What is being asked » Please write out all of the rows below again, requests included, with each point coordinate in the answers multiplied by 0.3 and rounded to a whole number (halves round up). Leave the pictures out.

====== Data to use ======

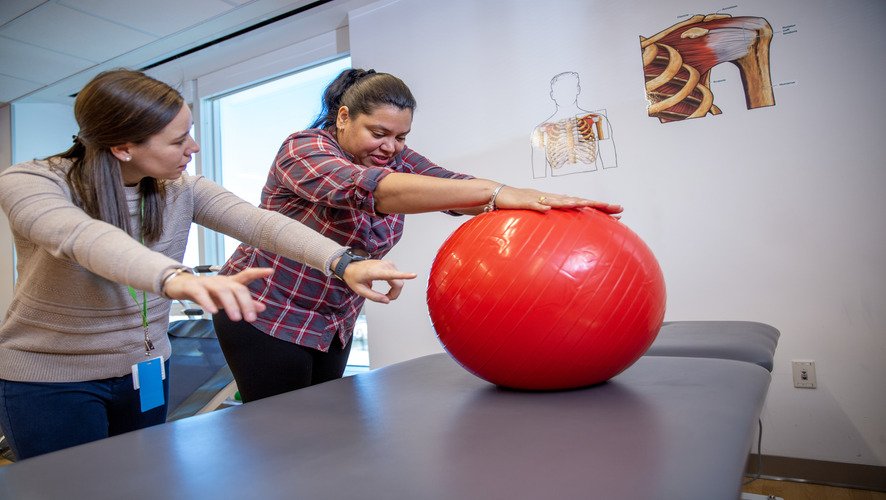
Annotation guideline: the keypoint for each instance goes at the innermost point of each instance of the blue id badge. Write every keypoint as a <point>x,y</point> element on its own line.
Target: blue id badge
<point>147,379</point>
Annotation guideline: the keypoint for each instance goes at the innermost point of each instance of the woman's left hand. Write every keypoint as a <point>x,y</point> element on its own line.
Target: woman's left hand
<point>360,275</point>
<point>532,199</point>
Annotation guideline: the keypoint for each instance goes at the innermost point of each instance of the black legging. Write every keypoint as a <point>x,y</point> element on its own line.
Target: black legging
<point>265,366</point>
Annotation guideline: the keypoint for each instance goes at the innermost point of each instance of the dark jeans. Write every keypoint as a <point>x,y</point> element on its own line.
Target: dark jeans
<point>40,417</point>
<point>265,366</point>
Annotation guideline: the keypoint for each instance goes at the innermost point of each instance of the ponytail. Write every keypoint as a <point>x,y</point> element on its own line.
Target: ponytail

======

Final answer »
Annotation guideline: the keypoint for each instance goes at the innermost point of each instance of the blue id badge. Write every keypoint as a <point>x,y</point> element on its own line.
Target: blue id badge
<point>44,114</point>
Annotation guideline: the keypoint for each instance goes at the innermost point of each instance of the woman's left hand. Write every keypoint as a <point>x,y</point> element on its own line.
Target: woman's left hand
<point>108,83</point>
<point>160,60</point>
Annotation guideline: the keypoint for each instance goes at the innermost point of each instance of the black legging. Write every keypoint as a <point>x,y</point> element on its own line.
Target: black legging
<point>80,110</point>
Annotation guideline: the keypoint for each instance goes at the innermost point of each instance of the dark jeans. Write every keypoint as a <point>x,y</point> element on its own line.
Target: dark jeans
<point>12,125</point>
<point>80,110</point>
Annotation guideline: the keypoint for each instance goes at the innermost point of each instance of the ponytail. Write every keypoint as a <point>x,y</point> element on its own line.
Target: ponytail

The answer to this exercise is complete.